• _元の記事_
══════════════════════════════
日本は主役になれるか iPS細胞ビジネス
iPS実用化に向け障害をクリアできるか
iPS細胞実用化を見据え、すでに動き出した国内企業もある。バイオベンチャーのリプロセル(東京都港区)は、昨年11月に伊藤忠商事と提携し、iPS細胞やES細胞の作成に必要な培養液、細胞の凍結保存液を販売。また、サルのES細胞を利用し、製薬会社から依頼された新薬候補物質の毒性を調べる「創薬スクリーニング事業」も展開する。同社の横山周史社長は、「今後はヒトのiPS細胞も使い、同事業を拡大していきたい」と語る。
══════════════════════════════
• _やること_
iPS細胞ビジネスの記事で、リプロセルがすでに行っていると書かれていることをすべて挙げてください。今後の予定は含めないでください。

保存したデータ
══════════════════════════════
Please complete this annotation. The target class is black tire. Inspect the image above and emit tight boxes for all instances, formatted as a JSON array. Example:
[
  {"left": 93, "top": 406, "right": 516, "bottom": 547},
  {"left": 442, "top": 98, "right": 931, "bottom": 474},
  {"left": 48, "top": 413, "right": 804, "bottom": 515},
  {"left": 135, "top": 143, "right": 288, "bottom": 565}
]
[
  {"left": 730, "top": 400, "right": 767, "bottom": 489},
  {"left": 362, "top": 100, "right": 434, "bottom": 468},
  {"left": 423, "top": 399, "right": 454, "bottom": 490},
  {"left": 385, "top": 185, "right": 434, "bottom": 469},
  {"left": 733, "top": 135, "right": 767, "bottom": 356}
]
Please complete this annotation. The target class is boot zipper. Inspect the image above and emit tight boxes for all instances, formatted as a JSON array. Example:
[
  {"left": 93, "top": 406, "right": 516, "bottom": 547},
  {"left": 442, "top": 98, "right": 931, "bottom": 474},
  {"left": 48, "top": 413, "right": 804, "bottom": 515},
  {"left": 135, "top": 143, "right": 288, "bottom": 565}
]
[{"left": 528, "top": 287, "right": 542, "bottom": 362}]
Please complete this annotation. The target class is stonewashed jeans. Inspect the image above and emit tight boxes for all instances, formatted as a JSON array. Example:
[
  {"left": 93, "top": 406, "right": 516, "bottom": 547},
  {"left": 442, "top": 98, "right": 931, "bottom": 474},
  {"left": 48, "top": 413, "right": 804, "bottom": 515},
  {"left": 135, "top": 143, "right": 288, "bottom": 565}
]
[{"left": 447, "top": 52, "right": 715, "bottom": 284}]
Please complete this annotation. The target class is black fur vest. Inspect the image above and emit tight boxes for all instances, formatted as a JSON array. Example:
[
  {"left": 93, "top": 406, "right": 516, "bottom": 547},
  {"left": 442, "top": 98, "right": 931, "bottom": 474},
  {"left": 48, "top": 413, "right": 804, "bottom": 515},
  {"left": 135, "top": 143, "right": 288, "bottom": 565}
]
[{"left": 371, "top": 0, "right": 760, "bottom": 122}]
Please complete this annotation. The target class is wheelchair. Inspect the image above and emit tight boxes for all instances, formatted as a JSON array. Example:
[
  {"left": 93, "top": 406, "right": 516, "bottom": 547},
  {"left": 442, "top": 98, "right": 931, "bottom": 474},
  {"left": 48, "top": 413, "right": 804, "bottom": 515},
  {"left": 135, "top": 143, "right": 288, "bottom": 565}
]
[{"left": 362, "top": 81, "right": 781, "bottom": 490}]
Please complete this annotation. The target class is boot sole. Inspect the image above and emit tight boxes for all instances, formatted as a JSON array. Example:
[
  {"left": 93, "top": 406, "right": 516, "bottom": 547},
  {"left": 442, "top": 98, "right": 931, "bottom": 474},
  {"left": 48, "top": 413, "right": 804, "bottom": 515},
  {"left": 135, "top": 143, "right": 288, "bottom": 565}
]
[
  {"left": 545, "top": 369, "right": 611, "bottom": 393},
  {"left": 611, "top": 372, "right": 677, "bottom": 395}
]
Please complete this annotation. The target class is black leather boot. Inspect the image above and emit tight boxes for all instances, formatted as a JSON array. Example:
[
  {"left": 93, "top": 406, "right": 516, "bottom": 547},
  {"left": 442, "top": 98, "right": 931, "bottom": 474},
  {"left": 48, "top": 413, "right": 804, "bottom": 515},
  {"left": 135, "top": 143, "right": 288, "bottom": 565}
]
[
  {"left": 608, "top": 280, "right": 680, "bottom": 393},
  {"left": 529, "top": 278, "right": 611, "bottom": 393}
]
══════════════════════════════
• _答え_
・伊藤忠商事との提携
・iPS細胞やES細胞の作成に必要な培養液の販売
・細胞の凍結保存液の販売
・サルのES細胞を使い、製薬会社から依頼された新薬候補物質の毒性を調べる「創薬スクリーニング事業」